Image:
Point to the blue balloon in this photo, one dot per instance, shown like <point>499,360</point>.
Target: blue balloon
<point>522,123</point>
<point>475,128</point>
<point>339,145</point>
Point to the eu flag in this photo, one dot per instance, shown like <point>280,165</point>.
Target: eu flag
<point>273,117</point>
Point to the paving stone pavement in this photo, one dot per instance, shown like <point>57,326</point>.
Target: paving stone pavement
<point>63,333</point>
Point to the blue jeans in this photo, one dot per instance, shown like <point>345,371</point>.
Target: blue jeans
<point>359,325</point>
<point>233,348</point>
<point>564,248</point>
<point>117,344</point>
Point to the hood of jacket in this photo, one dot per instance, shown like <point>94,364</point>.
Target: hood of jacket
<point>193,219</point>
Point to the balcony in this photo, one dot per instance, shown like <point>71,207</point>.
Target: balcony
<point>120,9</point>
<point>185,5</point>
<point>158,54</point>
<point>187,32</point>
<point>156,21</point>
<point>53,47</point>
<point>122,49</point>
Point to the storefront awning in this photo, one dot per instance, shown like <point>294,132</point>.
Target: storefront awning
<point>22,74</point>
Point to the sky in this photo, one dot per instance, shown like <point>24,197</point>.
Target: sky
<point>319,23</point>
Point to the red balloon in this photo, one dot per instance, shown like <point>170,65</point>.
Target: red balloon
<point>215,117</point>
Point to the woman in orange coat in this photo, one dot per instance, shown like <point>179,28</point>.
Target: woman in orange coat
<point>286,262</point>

_____

Rewrite the listing above with "one dot per instance" swapped for "one mark per instance" everywhere it occurs, keeping everything else the same.

Image:
Point to the blue balloon in this photo, one mark per instance, shown like <point>499,360</point>.
Target: blue balloon
<point>522,123</point>
<point>475,128</point>
<point>339,145</point>
Point to the eu flag in this photo, one mark per instance, shown like <point>280,165</point>.
Target: eu flag
<point>273,117</point>
Point to the paving stone pavement in this photo, one mark per instance, shown like <point>57,326</point>.
Target: paving stone pavement
<point>63,333</point>
Point to the blue jeans in this photo, one mark per instance, shown like <point>345,371</point>.
Target: blue jeans
<point>359,325</point>
<point>233,348</point>
<point>564,248</point>
<point>117,344</point>
Point to the hood of jacket in this photo, one mark per instance, shown like <point>94,364</point>.
Target: hood of jacket
<point>193,219</point>
Point to the balcony in this photo, one mark per instance, shown like <point>71,207</point>.
Target: balcony
<point>120,9</point>
<point>185,5</point>
<point>158,54</point>
<point>187,32</point>
<point>156,21</point>
<point>53,47</point>
<point>122,49</point>
Point to the storefront awning in this photo, one mark per instance, shown like <point>294,132</point>.
Target: storefront awning
<point>22,74</point>
Point to the sky in this photo, one mark per instance, shown like <point>24,197</point>.
Target: sky
<point>319,23</point>
Point to the red balloon in this photo, one mark per instance, shown like <point>170,65</point>.
Target: red balloon
<point>215,117</point>
Point to the woman in orange coat in this photo, one mark per instance, shown like <point>179,28</point>.
Target: woman in orange coat
<point>286,262</point>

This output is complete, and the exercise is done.